§ **What you should do**
Return each line of the records below that contains the word "sign".

§ **Records for processing**

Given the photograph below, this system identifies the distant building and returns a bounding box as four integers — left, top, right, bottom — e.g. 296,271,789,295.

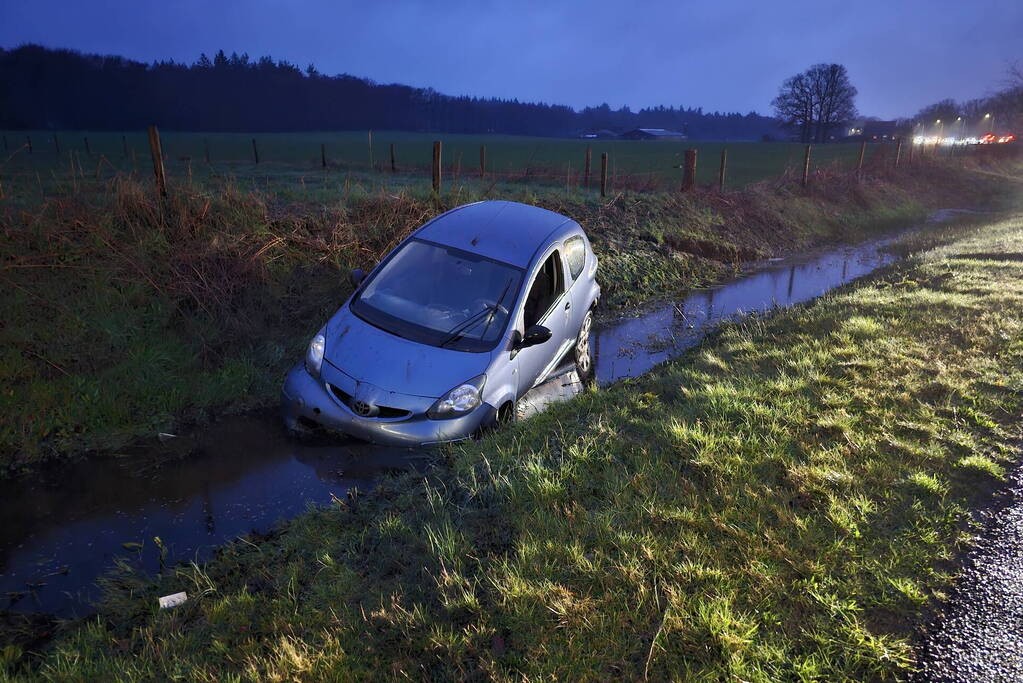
842,119,902,141
620,128,687,141
580,129,619,139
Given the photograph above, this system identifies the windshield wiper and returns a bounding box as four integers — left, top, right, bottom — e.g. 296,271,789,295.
438,277,514,348
480,277,514,341
438,307,497,348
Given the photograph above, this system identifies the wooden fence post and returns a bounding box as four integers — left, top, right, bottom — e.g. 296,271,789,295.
251,138,260,164
584,146,592,188
368,130,374,169
321,143,327,168
26,135,33,153
479,145,486,179
801,144,812,187
147,125,167,197
856,141,866,178
53,133,61,155
907,139,914,165
122,135,129,158
718,147,728,192
894,139,903,168
682,149,697,192
600,152,608,197
84,137,91,156
432,140,442,194
390,143,396,173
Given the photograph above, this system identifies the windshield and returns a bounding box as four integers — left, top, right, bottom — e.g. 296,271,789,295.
351,239,523,352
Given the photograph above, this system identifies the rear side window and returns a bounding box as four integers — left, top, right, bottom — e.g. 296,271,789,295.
564,236,586,280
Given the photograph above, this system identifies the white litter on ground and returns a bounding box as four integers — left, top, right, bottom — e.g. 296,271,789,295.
158,591,187,609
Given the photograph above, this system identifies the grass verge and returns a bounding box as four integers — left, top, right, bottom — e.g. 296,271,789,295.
15,206,1023,679
0,156,1018,474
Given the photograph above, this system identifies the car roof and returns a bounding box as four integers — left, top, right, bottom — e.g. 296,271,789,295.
414,200,575,268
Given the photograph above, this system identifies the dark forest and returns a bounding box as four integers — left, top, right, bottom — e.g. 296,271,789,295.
0,44,781,139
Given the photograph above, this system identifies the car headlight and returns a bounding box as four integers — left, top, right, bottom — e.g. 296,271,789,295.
427,374,486,419
305,329,326,378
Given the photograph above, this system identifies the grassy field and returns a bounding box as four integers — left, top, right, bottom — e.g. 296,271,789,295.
2,130,902,191
13,206,1021,679
0,151,1017,476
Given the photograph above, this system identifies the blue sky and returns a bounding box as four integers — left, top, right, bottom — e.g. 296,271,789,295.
2,0,1020,119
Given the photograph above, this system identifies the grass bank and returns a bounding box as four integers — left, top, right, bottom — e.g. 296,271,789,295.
16,207,1023,679
0,157,1017,474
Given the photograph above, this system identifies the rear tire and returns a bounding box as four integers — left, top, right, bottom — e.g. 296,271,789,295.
574,310,594,381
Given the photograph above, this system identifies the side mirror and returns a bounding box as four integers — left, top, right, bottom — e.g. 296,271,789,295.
515,325,552,350
349,268,365,288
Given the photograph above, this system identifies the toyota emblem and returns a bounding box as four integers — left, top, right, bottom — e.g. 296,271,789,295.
352,400,373,417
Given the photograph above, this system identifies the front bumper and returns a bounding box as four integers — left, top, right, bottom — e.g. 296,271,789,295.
280,363,496,447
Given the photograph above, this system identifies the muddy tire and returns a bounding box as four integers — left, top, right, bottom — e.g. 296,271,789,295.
574,310,594,381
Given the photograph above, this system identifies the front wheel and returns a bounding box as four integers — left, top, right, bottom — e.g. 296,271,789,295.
497,400,516,425
573,310,593,381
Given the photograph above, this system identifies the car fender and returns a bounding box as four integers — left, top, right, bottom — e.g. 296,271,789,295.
482,350,518,413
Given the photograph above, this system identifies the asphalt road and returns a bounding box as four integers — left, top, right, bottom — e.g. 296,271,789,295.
914,466,1023,681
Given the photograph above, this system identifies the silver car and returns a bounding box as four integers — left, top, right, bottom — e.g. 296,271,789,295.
280,200,600,446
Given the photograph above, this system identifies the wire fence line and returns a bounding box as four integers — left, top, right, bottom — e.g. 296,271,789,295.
1,128,1018,201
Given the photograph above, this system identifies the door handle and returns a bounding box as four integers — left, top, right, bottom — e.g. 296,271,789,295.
564,301,572,311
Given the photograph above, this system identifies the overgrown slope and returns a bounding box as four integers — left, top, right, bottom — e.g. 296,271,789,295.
0,159,1016,473
22,207,1023,680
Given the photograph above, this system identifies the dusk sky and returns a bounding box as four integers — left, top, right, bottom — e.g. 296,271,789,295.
2,0,1020,120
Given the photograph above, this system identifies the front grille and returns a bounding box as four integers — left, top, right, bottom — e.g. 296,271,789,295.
327,383,411,419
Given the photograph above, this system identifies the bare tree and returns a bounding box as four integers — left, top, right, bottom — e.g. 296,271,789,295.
773,64,857,143
807,64,857,142
1004,59,1023,88
910,61,1023,137
914,98,961,125
772,73,815,143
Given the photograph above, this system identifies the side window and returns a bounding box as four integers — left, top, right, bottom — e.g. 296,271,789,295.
522,251,565,328
564,236,586,280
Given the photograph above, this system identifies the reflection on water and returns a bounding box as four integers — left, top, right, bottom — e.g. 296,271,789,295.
0,418,425,616
1,221,933,618
593,234,897,383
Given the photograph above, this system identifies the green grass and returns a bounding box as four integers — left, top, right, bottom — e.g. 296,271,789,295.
3,130,903,190
0,153,1017,475
22,206,1023,680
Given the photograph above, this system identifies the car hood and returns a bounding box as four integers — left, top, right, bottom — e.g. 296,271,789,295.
323,307,493,398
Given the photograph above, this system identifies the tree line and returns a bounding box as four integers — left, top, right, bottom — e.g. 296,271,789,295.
911,62,1023,136
0,44,780,140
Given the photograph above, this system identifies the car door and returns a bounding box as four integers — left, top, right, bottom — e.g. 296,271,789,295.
513,248,570,395
562,234,589,338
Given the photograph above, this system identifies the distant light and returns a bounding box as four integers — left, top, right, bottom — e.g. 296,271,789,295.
984,113,991,118
936,119,941,123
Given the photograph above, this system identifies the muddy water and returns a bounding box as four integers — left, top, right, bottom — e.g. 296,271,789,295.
0,216,950,618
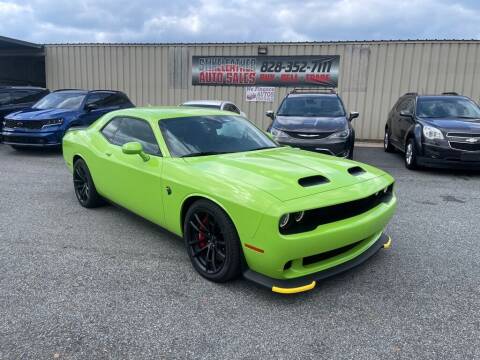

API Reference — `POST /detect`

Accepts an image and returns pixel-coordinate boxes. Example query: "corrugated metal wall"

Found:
[45,41,480,140]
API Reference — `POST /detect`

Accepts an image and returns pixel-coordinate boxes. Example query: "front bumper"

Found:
[419,143,480,169]
[276,138,351,157]
[241,175,397,290]
[244,233,392,293]
[1,129,63,147]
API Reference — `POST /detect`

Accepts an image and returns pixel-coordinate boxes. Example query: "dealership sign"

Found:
[192,55,339,87]
[246,87,275,102]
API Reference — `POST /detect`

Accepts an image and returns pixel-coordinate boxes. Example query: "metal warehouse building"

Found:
[29,40,480,140]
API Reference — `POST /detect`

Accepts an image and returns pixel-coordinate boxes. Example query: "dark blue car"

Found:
[1,89,134,149]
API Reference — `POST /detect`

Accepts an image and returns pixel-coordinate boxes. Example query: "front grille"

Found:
[303,239,363,266]
[280,184,394,235]
[449,142,480,152]
[284,131,335,140]
[3,136,45,144]
[447,132,480,138]
[4,119,45,130]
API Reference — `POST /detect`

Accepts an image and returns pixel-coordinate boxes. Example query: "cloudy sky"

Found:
[1,0,480,44]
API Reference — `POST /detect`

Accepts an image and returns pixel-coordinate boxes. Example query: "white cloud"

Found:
[0,0,479,43]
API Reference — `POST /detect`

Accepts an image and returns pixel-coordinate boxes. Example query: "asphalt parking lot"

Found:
[1,144,479,360]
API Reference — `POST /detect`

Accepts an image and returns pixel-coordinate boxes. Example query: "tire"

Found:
[11,145,26,151]
[184,199,242,283]
[346,145,354,160]
[404,138,419,170]
[384,129,395,153]
[73,158,103,208]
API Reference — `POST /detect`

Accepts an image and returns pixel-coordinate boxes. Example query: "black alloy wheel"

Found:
[73,158,103,208]
[184,200,242,282]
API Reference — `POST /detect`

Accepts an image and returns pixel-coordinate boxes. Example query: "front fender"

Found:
[404,123,423,155]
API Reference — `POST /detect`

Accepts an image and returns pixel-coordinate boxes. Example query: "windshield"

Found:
[416,98,480,119]
[277,96,345,117]
[182,104,221,109]
[33,92,86,110]
[159,115,277,157]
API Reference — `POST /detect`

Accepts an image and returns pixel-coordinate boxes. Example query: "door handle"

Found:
[105,152,112,157]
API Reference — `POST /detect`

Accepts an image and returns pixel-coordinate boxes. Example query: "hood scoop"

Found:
[348,166,366,176]
[298,175,330,187]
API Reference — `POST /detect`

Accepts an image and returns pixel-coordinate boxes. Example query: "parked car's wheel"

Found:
[346,145,354,160]
[184,199,242,282]
[73,158,103,208]
[405,138,419,170]
[384,130,395,153]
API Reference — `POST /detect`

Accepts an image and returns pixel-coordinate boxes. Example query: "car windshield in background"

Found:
[33,92,85,110]
[416,98,480,119]
[277,96,345,117]
[159,115,277,157]
[182,104,220,109]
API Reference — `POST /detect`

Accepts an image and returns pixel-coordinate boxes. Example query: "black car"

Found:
[266,89,358,159]
[0,86,49,141]
[384,92,480,170]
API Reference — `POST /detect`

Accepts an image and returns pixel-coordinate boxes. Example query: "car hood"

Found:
[184,147,387,202]
[5,108,77,120]
[273,116,347,133]
[420,117,480,133]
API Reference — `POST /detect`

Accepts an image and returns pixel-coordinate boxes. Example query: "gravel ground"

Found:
[0,144,479,360]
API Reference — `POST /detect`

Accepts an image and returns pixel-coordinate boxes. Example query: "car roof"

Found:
[416,95,469,100]
[108,106,235,122]
[182,100,226,106]
[287,93,338,98]
[0,86,47,90]
[52,89,124,95]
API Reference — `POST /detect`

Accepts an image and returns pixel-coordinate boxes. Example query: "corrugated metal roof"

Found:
[44,39,480,46]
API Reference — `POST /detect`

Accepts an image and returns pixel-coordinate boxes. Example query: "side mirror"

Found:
[400,110,413,118]
[122,141,150,162]
[349,111,359,121]
[85,103,98,112]
[266,110,275,120]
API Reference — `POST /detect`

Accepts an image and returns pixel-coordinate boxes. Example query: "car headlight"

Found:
[270,128,289,139]
[328,129,350,139]
[279,211,305,231]
[42,118,64,128]
[423,125,444,140]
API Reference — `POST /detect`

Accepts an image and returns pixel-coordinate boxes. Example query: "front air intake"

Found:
[298,175,330,187]
[347,166,366,176]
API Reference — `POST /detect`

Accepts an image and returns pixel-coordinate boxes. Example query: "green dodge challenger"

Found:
[63,107,396,294]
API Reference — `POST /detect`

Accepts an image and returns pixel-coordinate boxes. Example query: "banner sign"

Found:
[245,87,275,102]
[192,55,339,87]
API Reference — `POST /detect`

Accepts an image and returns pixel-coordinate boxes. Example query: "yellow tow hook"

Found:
[383,236,392,250]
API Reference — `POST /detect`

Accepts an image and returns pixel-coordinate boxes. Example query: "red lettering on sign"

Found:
[305,74,331,83]
[259,74,275,81]
[280,74,299,82]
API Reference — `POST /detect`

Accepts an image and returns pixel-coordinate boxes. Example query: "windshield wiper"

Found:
[245,146,277,152]
[181,151,232,158]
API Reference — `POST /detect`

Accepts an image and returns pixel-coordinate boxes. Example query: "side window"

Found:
[405,99,415,114]
[396,97,414,114]
[103,117,161,156]
[10,90,44,105]
[223,103,240,114]
[0,92,11,106]
[85,92,127,108]
[101,118,123,143]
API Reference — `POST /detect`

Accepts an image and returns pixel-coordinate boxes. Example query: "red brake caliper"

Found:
[197,215,209,249]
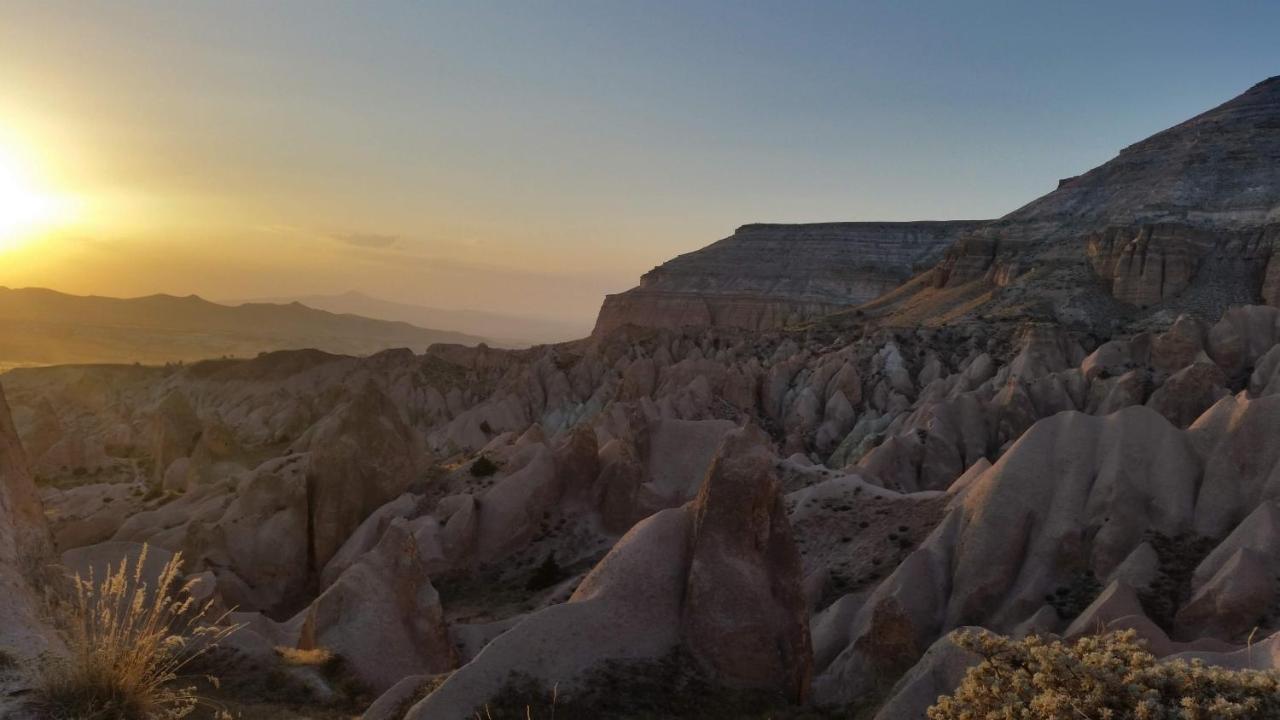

§ **Response**
Accepts an image and returns pixel-coordinate boxes. Example query: "dealership sign"
Accepts an image and returns pixel-coordinate boxes. Example query: "banner sign"
Accepts an image and returns pixel-coordinate boxes. Example query: "red lettering on sign"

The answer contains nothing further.